**Exercise description**
Find the line with "Task: where can the haze" in the records below. Copy it and every line after it, up to and including the line with "Task: where can the dense".

(Saved entries)
>>>>

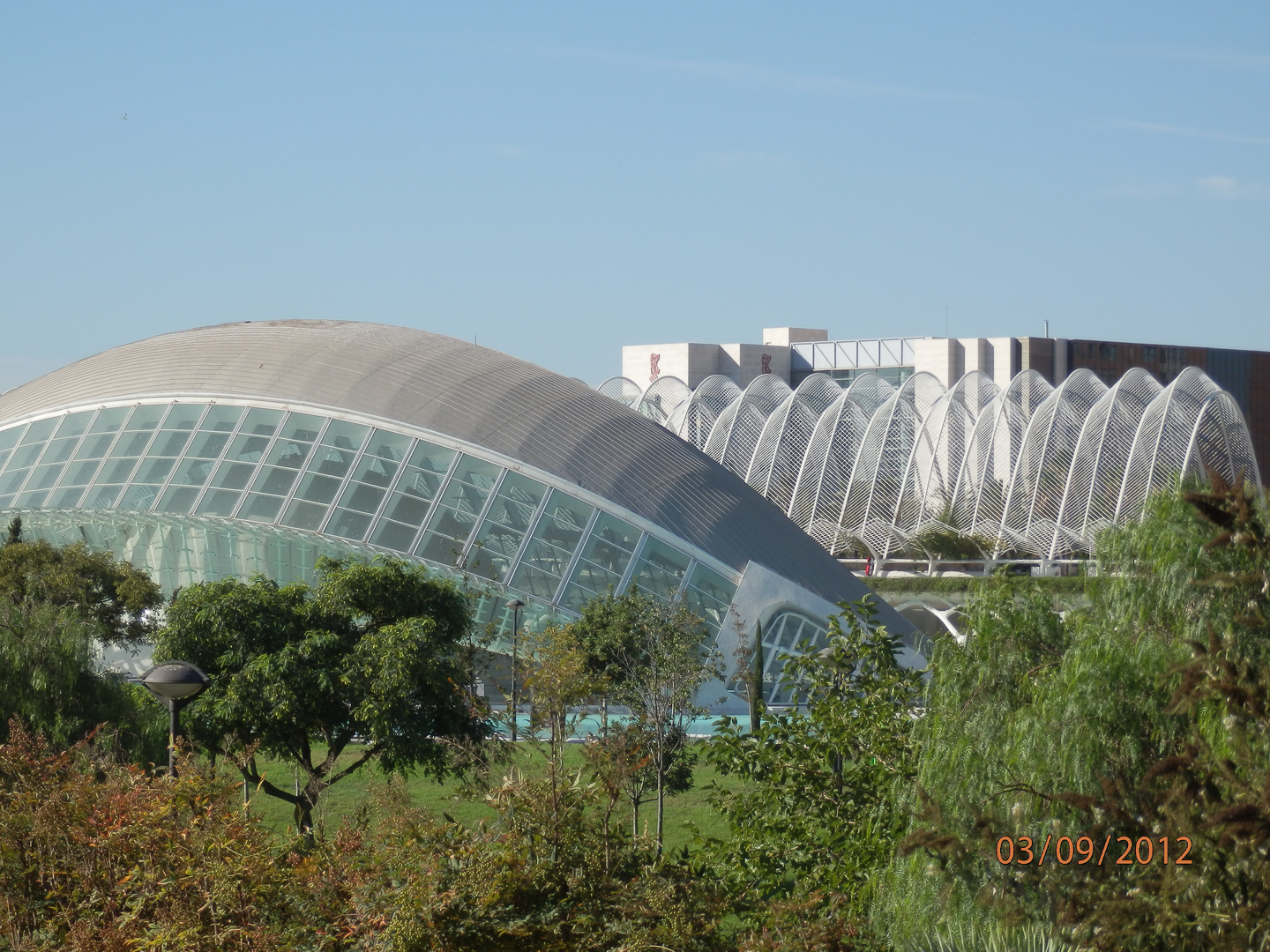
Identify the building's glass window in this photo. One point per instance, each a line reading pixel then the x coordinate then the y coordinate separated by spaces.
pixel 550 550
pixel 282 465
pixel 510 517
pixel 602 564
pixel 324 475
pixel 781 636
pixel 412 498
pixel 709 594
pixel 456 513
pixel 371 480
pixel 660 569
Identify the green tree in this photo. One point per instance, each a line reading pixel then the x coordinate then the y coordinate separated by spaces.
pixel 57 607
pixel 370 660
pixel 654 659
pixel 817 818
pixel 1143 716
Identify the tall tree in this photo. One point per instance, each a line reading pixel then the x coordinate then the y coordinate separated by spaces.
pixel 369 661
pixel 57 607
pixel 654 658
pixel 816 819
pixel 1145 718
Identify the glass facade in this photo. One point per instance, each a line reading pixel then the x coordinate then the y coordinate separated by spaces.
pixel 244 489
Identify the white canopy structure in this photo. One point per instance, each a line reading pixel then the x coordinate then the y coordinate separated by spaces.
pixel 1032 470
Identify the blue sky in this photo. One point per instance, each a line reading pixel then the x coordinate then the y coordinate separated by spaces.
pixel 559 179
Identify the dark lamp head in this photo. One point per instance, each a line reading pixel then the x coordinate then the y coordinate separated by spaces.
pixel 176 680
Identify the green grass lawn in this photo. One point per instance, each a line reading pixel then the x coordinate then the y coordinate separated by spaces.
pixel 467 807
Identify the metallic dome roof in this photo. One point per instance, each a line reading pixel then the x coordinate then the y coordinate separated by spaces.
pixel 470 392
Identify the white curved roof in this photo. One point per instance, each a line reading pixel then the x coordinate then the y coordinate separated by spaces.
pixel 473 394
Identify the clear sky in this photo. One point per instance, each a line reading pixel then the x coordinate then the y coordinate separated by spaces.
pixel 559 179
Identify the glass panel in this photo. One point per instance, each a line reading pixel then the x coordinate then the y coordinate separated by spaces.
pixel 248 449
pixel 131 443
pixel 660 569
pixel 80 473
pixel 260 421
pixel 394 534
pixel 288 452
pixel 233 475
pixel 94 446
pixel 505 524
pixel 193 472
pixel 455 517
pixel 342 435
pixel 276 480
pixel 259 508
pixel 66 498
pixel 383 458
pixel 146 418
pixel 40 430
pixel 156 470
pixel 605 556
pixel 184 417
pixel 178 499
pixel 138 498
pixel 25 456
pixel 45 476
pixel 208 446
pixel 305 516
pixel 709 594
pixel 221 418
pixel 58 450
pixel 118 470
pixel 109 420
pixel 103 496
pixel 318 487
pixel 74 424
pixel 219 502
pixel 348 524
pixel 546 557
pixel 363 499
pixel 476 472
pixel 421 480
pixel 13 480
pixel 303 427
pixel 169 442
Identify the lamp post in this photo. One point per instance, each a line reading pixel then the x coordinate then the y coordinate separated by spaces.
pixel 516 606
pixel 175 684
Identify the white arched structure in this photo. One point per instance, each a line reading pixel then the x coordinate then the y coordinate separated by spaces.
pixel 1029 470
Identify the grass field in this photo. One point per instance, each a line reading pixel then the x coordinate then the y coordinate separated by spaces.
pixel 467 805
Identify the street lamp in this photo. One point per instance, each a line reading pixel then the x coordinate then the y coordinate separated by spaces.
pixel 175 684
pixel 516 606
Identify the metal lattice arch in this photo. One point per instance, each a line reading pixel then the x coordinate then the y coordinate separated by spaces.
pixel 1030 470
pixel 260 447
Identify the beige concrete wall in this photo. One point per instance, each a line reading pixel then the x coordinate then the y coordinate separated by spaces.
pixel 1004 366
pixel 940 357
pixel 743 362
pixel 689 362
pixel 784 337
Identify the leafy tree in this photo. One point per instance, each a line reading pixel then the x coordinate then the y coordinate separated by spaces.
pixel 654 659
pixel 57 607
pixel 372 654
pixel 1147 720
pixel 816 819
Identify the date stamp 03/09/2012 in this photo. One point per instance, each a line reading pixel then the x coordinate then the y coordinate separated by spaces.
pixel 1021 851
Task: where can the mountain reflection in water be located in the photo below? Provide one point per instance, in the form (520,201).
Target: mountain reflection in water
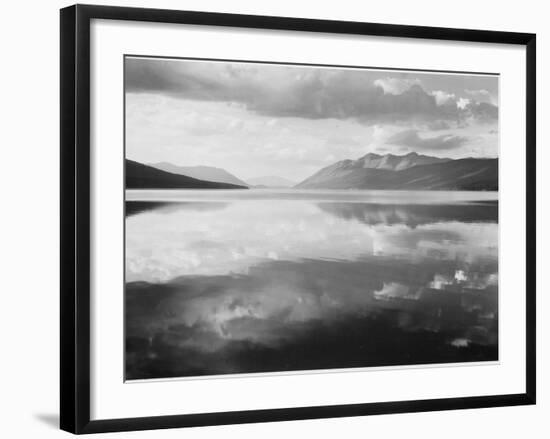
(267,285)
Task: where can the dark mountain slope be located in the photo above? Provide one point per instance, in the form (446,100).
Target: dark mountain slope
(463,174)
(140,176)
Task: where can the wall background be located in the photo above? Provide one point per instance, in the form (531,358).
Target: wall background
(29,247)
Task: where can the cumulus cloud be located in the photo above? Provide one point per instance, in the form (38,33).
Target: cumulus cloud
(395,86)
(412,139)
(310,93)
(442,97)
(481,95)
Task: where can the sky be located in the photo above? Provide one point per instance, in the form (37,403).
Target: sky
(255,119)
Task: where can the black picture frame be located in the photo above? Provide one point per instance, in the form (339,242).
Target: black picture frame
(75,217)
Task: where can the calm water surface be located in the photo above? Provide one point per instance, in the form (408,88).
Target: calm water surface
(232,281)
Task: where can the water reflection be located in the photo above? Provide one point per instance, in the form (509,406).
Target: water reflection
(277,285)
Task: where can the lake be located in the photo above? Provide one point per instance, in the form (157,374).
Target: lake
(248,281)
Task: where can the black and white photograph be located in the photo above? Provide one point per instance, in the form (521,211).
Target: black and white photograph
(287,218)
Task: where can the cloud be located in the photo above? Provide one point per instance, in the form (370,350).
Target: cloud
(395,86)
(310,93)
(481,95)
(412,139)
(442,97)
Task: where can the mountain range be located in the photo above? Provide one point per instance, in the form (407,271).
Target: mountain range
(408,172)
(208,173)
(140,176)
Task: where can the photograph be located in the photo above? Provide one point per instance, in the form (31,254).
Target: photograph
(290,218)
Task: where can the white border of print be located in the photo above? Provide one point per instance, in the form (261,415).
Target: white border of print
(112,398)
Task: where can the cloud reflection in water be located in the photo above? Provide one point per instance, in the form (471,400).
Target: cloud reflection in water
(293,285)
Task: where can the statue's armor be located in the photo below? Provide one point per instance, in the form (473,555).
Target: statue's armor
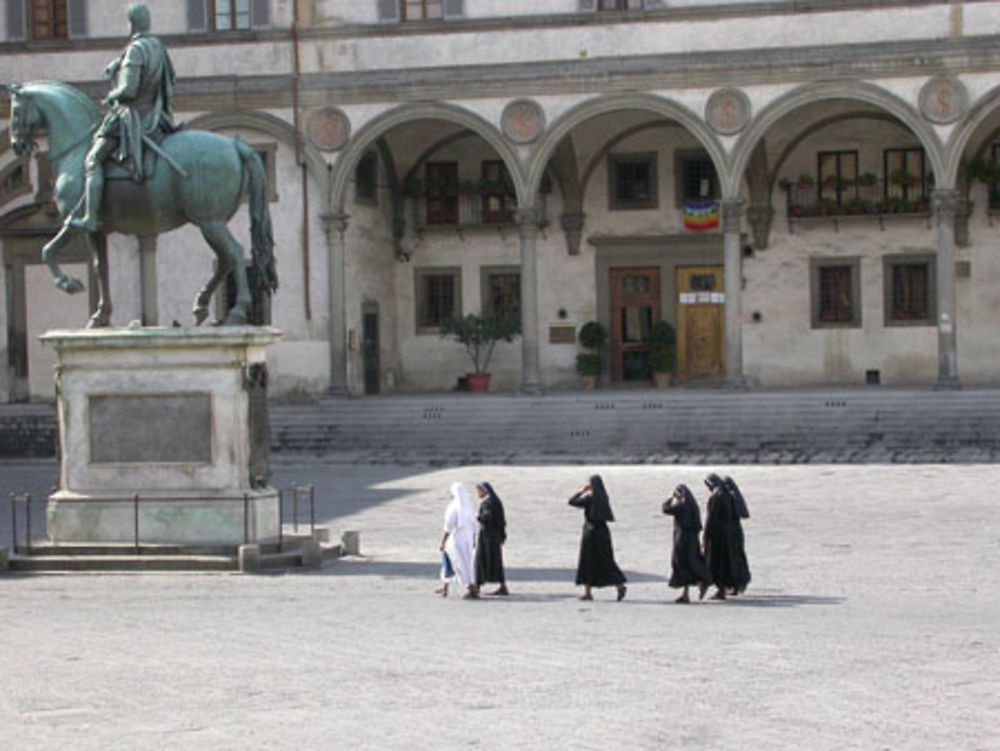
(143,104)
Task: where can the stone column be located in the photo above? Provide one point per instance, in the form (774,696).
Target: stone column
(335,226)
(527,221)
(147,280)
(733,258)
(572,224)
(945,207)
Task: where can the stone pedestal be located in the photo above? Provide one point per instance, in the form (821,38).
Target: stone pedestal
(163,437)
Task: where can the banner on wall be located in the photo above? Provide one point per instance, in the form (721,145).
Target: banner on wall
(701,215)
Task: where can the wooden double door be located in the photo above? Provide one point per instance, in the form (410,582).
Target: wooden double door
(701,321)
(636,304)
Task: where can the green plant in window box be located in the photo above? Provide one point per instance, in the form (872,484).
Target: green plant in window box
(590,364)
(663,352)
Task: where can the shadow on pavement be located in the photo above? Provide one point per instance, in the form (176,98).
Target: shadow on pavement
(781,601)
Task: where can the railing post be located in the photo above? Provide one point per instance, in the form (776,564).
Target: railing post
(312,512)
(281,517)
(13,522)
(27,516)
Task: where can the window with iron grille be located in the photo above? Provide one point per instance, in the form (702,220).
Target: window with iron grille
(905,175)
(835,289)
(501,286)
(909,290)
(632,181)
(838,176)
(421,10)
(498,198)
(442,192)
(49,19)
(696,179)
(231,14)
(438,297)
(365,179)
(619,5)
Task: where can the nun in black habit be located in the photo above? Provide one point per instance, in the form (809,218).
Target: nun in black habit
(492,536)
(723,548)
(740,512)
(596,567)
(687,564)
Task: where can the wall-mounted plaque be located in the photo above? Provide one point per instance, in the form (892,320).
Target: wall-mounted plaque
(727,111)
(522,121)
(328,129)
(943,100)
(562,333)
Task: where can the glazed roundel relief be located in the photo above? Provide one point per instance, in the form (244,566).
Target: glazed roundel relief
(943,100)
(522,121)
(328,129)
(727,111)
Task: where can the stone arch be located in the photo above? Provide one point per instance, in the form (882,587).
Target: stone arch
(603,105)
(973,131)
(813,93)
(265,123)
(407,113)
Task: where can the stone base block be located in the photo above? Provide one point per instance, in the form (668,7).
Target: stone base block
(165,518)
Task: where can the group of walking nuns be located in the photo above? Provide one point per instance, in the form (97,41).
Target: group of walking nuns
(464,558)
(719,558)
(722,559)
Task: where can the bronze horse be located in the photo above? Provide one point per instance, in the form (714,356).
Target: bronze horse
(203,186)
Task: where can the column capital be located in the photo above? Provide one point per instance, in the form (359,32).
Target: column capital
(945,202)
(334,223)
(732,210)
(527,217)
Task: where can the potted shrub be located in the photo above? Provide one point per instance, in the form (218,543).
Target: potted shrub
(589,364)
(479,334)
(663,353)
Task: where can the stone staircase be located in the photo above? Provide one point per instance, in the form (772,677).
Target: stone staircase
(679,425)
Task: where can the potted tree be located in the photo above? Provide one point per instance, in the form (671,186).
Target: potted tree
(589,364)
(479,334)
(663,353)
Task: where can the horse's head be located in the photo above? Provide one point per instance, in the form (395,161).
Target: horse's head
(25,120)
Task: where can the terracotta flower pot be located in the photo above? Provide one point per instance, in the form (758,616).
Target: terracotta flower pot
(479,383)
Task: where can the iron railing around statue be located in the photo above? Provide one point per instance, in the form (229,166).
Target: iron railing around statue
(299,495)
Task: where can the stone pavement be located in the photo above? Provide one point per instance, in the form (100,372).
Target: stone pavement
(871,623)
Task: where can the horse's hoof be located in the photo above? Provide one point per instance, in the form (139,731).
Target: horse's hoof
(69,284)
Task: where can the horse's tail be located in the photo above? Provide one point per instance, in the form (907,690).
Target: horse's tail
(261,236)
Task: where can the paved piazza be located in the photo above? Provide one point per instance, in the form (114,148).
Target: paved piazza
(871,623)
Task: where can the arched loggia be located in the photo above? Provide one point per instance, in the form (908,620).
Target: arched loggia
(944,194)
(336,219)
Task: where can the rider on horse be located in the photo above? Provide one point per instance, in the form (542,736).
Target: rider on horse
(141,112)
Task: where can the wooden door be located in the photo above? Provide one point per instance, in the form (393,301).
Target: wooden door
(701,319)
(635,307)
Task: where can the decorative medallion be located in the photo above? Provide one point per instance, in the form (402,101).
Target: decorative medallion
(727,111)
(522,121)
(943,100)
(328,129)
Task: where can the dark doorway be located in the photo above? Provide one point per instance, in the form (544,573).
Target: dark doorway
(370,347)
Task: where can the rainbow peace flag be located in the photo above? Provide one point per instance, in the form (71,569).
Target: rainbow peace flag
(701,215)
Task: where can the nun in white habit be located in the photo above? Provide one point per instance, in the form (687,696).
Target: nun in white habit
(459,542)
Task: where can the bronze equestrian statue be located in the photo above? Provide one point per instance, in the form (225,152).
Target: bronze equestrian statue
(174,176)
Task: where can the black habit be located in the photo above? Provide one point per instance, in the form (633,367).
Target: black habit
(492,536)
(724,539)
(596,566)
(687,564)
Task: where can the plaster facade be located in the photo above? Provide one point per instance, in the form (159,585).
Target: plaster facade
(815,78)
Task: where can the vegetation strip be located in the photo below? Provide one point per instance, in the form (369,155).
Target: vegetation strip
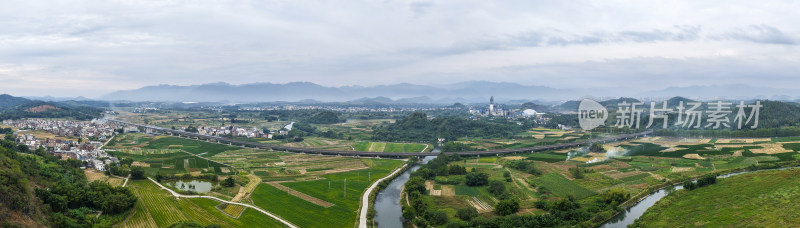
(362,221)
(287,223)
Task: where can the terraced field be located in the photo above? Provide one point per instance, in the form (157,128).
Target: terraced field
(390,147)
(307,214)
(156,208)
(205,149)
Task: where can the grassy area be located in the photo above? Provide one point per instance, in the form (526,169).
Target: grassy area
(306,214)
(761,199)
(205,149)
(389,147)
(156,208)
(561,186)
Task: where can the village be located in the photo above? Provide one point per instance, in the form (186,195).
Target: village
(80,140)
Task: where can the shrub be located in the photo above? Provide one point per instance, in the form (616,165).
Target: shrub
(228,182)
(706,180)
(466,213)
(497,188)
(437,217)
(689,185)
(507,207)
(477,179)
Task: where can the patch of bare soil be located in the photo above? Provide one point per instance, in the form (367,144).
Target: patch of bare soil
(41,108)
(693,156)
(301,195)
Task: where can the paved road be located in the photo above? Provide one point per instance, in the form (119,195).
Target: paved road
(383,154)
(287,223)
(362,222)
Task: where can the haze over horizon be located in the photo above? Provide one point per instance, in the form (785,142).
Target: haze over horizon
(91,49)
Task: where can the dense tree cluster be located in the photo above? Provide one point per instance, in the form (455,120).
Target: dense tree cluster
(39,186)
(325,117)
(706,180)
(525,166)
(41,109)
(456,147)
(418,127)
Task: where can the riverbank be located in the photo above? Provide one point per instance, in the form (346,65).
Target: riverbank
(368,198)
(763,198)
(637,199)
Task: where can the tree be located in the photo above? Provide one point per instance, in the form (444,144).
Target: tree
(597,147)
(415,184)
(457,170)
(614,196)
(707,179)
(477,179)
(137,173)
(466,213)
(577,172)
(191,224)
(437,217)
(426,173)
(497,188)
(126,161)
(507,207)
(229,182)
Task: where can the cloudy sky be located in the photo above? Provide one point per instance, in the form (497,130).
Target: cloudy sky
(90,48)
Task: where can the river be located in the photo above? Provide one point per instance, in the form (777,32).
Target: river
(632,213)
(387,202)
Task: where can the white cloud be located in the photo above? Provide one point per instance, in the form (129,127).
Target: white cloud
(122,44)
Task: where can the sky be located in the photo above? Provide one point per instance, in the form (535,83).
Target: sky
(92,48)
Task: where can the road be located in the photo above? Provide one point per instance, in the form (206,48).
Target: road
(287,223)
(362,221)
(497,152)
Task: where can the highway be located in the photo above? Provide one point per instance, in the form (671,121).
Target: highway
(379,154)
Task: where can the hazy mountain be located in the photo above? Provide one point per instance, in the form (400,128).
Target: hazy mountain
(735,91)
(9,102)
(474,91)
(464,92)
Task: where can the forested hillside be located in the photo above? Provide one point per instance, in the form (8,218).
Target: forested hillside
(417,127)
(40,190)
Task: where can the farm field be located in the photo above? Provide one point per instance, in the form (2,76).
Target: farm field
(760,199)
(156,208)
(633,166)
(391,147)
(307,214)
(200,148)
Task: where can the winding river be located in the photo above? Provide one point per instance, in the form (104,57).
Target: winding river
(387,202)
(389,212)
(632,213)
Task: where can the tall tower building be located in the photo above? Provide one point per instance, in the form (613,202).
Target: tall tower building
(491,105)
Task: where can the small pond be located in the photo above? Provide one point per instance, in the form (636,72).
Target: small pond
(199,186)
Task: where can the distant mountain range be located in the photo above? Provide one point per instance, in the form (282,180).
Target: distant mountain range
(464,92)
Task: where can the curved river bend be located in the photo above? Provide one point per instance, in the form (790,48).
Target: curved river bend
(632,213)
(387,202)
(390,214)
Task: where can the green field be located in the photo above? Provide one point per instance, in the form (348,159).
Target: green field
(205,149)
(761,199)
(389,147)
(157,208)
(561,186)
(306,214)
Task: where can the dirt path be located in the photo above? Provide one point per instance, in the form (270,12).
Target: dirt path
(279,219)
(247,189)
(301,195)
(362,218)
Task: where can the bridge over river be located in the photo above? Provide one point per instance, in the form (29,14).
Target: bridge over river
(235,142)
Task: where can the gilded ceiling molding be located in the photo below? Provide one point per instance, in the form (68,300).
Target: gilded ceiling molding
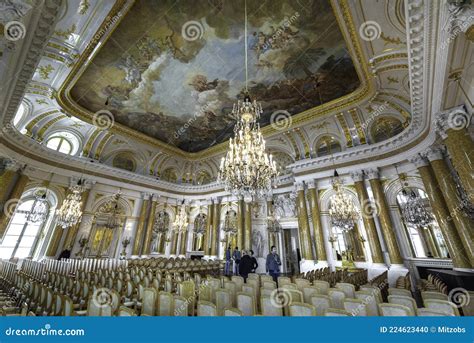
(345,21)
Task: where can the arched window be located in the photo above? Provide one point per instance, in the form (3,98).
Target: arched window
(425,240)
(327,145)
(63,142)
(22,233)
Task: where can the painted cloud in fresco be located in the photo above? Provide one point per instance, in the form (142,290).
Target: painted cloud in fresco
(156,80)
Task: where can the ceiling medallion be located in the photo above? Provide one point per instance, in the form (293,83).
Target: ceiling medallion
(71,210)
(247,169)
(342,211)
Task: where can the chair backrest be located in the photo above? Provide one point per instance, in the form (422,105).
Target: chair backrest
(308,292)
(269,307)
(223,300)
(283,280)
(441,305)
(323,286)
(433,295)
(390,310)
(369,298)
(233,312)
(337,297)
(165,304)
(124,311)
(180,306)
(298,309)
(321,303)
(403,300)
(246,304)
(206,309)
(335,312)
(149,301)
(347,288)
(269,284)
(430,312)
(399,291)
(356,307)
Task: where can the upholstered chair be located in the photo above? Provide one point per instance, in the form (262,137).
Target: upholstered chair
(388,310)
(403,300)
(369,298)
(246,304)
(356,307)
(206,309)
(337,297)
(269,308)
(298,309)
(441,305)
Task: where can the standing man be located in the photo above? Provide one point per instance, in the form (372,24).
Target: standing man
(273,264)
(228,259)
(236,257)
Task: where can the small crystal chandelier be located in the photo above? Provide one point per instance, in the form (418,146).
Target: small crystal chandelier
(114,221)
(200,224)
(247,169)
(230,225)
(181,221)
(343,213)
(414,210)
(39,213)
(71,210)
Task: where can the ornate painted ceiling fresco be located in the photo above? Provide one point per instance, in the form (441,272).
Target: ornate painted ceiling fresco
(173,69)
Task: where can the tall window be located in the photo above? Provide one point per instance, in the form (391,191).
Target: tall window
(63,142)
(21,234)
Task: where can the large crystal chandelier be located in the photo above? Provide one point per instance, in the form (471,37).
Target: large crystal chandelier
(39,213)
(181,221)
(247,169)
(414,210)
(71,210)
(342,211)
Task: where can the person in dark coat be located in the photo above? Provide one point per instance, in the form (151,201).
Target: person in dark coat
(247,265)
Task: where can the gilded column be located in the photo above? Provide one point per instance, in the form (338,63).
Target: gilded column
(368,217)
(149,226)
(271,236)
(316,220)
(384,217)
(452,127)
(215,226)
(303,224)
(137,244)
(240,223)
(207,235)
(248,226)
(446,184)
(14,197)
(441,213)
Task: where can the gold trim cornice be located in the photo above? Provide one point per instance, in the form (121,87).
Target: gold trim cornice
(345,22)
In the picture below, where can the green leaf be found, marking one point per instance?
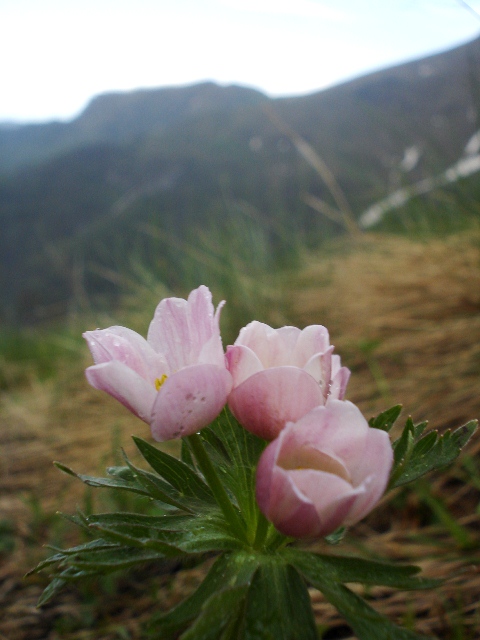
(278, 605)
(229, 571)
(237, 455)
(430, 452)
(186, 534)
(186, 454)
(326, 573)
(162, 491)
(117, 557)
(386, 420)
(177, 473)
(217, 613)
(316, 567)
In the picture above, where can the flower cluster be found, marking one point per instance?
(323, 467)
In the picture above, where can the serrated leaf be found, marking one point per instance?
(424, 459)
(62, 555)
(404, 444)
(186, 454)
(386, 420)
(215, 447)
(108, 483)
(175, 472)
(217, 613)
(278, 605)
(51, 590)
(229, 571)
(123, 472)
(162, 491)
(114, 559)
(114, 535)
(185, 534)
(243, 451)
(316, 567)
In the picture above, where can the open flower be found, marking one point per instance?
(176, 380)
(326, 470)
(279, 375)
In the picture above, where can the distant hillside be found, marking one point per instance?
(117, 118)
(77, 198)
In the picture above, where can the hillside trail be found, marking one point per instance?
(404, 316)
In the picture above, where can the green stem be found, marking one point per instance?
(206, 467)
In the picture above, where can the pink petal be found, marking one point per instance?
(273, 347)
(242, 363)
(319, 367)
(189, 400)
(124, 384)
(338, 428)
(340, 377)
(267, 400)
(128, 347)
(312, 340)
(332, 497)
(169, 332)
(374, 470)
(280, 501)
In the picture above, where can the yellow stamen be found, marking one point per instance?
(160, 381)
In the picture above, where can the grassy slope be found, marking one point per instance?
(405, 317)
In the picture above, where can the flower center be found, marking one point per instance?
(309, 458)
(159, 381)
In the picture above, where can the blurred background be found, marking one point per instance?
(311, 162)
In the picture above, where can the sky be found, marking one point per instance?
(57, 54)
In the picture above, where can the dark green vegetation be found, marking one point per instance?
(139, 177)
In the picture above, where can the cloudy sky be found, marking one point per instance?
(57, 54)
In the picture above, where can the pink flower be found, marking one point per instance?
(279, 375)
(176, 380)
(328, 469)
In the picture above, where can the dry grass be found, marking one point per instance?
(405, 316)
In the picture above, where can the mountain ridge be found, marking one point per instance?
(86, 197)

<<<<

**Response for this exercise**
Task: where can the haze over horizon be located in the photo above? Provide one point per instance, in the form (785,142).
Target: haze over horizon
(91,49)
Task: where can the dense tree cluster be located in the photo above? Provide one point per instance, in the form (455,120).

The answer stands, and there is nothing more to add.